◆ **Requirements**
Could you write out everything in the material below, from the line containing "Could you point out every instance of the car side" down to the end of the material, requests included, and increase every x and y coordinate in the answers by 117?

Collected data
⁂

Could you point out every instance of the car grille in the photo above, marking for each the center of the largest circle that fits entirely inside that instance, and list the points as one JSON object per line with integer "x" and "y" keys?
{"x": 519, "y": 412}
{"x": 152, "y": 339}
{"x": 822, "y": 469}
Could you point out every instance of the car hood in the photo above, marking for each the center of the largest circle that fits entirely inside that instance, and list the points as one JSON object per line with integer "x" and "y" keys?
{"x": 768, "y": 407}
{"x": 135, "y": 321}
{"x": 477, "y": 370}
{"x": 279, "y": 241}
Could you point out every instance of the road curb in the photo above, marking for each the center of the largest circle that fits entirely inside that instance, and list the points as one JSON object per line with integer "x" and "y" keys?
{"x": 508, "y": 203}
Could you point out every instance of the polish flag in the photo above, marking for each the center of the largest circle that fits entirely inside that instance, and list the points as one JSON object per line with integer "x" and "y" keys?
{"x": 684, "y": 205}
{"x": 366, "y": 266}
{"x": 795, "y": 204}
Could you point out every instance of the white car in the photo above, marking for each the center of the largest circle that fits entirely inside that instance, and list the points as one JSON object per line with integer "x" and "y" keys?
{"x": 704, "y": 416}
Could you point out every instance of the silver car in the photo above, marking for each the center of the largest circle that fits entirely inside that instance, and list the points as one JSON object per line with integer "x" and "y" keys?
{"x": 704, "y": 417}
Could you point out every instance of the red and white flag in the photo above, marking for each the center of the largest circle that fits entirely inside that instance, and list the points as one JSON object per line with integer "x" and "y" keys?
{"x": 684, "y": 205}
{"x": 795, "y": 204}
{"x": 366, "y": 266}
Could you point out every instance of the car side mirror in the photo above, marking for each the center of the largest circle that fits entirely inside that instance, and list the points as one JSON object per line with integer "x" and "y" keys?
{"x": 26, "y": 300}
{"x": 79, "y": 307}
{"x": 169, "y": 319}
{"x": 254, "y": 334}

⁂

◆ **Complete answer**
Could you point out every instance of the car side mirror in the photo above, marking for each the center of the largest circle that fits entirely inside that instance, and list the points as one JSON object per line with integer "x" and "y" keys?
{"x": 143, "y": 417}
{"x": 196, "y": 424}
{"x": 286, "y": 436}
{"x": 371, "y": 451}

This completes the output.